» **Data records**
==*==

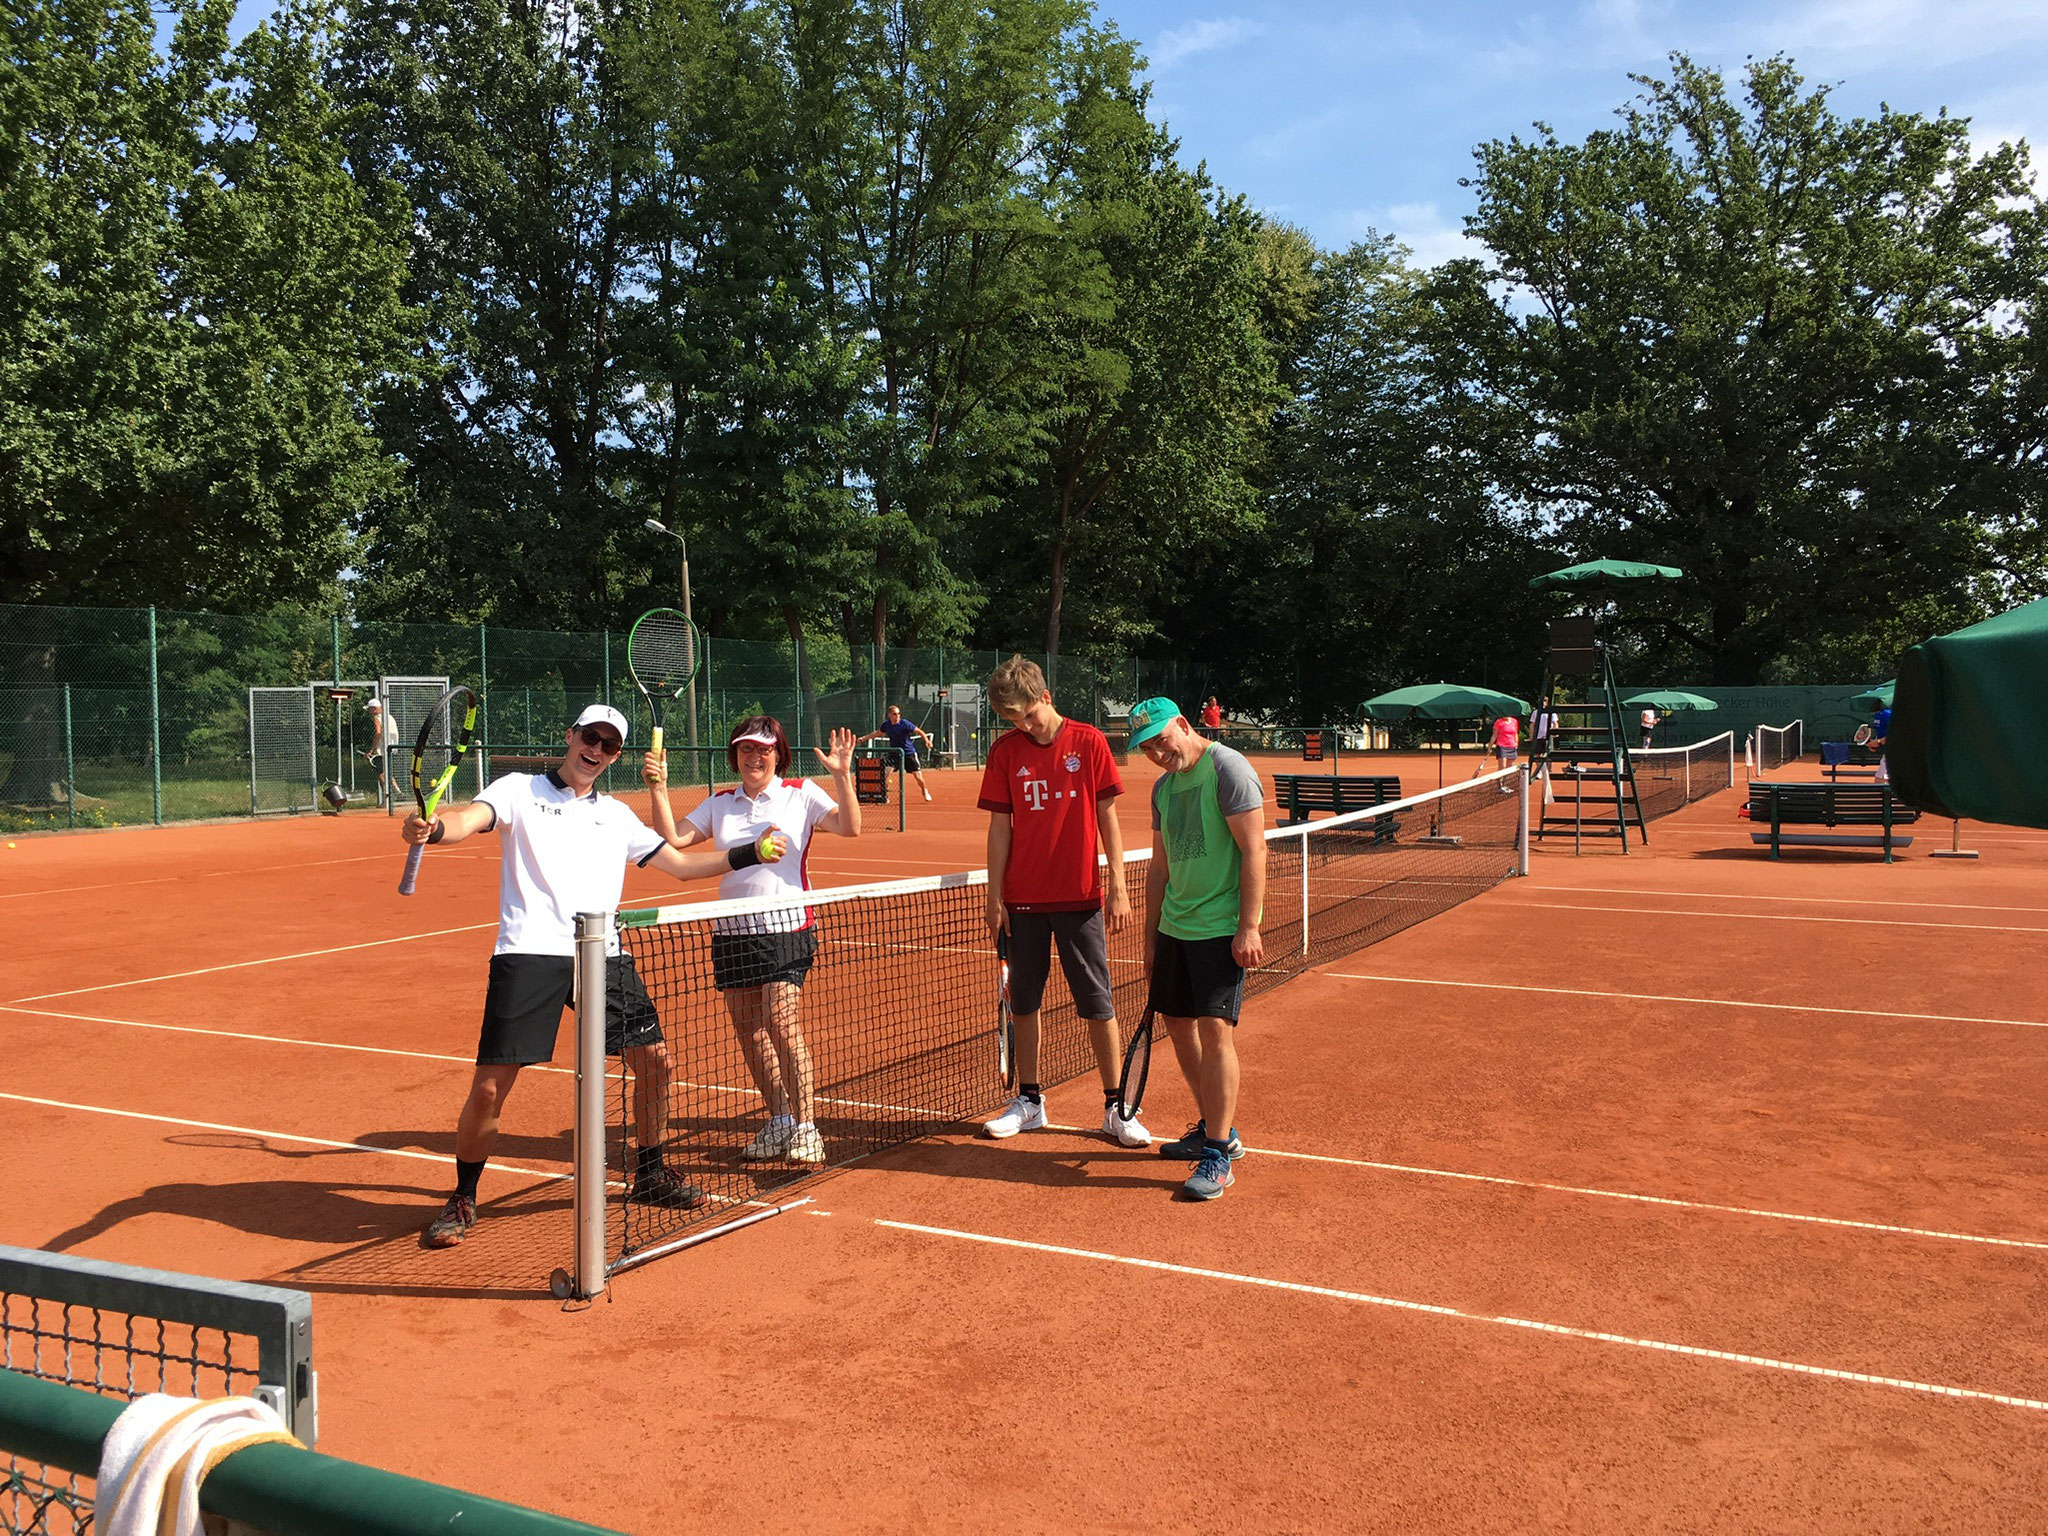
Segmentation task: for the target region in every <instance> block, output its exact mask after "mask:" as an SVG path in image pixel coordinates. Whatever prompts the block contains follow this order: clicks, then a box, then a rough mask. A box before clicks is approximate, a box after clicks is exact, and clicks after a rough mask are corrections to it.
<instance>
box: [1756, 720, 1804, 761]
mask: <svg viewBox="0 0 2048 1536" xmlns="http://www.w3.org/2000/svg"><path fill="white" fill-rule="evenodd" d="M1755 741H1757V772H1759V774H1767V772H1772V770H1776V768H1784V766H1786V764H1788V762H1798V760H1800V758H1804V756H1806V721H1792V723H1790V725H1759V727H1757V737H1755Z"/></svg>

==*==

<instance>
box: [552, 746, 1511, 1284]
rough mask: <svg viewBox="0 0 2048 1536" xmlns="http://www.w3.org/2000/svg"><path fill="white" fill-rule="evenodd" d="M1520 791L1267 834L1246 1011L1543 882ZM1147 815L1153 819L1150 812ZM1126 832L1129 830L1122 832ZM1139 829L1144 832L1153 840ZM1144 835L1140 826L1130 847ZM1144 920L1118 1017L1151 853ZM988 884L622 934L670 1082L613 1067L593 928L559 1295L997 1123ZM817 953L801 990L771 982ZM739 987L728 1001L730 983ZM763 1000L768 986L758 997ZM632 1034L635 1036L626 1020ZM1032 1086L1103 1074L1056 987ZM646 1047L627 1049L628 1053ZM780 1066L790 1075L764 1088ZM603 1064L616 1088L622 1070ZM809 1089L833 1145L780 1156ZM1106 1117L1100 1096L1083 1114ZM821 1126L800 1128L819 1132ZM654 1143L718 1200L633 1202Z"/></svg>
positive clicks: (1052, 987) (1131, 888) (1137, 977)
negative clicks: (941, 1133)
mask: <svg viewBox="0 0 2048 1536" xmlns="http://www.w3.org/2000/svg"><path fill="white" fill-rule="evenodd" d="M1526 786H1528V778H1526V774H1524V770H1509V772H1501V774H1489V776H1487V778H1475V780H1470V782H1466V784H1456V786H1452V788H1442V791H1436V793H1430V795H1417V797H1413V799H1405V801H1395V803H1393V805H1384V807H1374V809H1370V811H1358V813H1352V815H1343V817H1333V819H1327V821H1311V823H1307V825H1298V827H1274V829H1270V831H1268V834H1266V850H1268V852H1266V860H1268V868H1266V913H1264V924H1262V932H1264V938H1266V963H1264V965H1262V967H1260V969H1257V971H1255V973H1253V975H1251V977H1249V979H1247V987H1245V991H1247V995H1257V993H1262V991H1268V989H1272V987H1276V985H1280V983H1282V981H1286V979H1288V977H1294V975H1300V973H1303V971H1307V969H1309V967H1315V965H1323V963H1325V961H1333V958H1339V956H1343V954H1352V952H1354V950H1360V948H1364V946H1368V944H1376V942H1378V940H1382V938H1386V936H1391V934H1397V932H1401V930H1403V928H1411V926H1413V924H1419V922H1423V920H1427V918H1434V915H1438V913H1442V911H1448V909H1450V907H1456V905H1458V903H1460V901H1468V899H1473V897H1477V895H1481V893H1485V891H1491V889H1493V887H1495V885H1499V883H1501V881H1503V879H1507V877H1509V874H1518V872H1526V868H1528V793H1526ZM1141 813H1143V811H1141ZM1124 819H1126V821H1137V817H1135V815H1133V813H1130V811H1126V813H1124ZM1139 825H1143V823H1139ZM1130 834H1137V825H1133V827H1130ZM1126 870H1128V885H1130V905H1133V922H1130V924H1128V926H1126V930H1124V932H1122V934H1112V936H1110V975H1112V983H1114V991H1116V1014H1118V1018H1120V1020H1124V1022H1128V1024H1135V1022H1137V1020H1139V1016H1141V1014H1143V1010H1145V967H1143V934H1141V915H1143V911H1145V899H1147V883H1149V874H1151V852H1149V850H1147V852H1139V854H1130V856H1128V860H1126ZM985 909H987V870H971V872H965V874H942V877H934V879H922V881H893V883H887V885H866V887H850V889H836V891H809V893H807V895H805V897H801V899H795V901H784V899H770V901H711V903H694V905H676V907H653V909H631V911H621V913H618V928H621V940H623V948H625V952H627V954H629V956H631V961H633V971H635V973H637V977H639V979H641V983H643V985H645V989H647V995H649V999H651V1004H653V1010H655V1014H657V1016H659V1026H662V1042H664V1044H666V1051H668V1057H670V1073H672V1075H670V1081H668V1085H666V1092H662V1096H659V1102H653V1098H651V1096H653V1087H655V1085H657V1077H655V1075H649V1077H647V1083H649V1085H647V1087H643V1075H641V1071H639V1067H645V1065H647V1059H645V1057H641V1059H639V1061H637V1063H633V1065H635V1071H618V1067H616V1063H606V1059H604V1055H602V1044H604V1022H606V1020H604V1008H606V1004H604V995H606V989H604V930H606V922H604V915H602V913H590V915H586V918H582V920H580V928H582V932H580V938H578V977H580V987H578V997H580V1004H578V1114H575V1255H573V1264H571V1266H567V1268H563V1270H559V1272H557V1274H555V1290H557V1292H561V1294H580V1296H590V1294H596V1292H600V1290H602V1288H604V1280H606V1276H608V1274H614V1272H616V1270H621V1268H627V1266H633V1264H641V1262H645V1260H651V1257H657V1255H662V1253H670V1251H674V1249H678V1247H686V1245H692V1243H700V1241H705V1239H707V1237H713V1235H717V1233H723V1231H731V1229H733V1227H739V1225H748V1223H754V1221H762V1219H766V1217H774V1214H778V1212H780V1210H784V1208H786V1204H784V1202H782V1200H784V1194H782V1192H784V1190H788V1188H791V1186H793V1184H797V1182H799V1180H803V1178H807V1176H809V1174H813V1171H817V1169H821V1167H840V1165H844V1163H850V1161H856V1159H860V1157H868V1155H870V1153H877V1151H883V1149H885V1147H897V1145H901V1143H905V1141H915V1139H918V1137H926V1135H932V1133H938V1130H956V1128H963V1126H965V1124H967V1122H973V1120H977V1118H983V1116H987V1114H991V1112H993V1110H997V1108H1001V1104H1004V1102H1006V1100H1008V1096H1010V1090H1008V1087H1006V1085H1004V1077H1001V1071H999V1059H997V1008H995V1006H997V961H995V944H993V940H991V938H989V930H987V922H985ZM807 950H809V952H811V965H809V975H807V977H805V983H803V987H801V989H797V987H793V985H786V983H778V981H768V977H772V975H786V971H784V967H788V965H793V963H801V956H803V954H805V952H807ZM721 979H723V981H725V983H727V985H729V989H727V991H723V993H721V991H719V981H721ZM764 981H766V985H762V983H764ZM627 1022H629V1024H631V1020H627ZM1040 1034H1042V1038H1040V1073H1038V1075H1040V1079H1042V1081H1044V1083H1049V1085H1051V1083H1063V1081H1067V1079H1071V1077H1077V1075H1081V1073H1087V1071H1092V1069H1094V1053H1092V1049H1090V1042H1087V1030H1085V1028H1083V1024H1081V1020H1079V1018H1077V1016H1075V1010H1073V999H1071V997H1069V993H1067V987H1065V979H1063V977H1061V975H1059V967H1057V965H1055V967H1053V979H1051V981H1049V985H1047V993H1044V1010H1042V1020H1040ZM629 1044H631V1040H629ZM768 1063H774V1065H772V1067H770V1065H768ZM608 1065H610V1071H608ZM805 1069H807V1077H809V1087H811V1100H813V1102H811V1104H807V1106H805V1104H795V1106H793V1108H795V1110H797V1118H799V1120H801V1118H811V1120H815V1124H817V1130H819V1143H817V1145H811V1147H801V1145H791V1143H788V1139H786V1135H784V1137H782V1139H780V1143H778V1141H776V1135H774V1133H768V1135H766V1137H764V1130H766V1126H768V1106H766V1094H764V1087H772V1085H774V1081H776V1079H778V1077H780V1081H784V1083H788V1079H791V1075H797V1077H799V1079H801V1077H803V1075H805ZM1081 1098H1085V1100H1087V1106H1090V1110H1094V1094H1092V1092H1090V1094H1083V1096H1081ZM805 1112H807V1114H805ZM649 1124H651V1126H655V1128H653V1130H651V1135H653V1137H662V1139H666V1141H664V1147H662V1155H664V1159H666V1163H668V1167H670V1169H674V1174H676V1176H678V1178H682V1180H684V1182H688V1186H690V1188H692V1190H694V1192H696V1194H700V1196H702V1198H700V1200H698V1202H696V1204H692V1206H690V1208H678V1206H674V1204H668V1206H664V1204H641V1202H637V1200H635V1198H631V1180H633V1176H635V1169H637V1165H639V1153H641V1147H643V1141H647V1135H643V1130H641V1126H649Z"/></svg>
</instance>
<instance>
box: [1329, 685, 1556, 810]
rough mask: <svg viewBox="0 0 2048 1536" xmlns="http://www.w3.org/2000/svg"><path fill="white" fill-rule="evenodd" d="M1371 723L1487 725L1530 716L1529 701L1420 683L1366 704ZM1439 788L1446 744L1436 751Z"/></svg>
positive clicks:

==*==

» **Problem to work on**
Of the lines above, extract only those from the line with "box: [552, 746, 1511, 1284]" to the line with "positive clicks: (1052, 987)", both included, exactly as written.

» **Solved problem**
box: [552, 746, 1511, 1284]
rough mask: <svg viewBox="0 0 2048 1536" xmlns="http://www.w3.org/2000/svg"><path fill="white" fill-rule="evenodd" d="M1520 791L1267 834L1246 1011L1543 882ZM1147 815L1153 819L1150 812ZM1126 832L1129 830L1122 832ZM1139 829L1144 832L1153 840ZM1144 835L1140 826L1130 847ZM1144 920L1118 1017L1151 853ZM988 884L622 934L670 1082L613 1067L593 928L559 1295L997 1123ZM817 953L801 990L771 982ZM739 987L728 1001L730 983ZM763 1000L768 986L758 997ZM632 1034L635 1036L626 1020ZM1032 1086L1103 1074L1056 987ZM646 1047L627 1049L628 1053ZM780 1066L790 1075L764 1088ZM603 1064L616 1088L622 1070ZM809 1089L833 1145L780 1156ZM1106 1117L1100 1096L1083 1114ZM821 1126L800 1128L819 1132ZM654 1143L718 1200L633 1202Z"/></svg>
positive clicks: (1052, 987) (1131, 888) (1137, 977)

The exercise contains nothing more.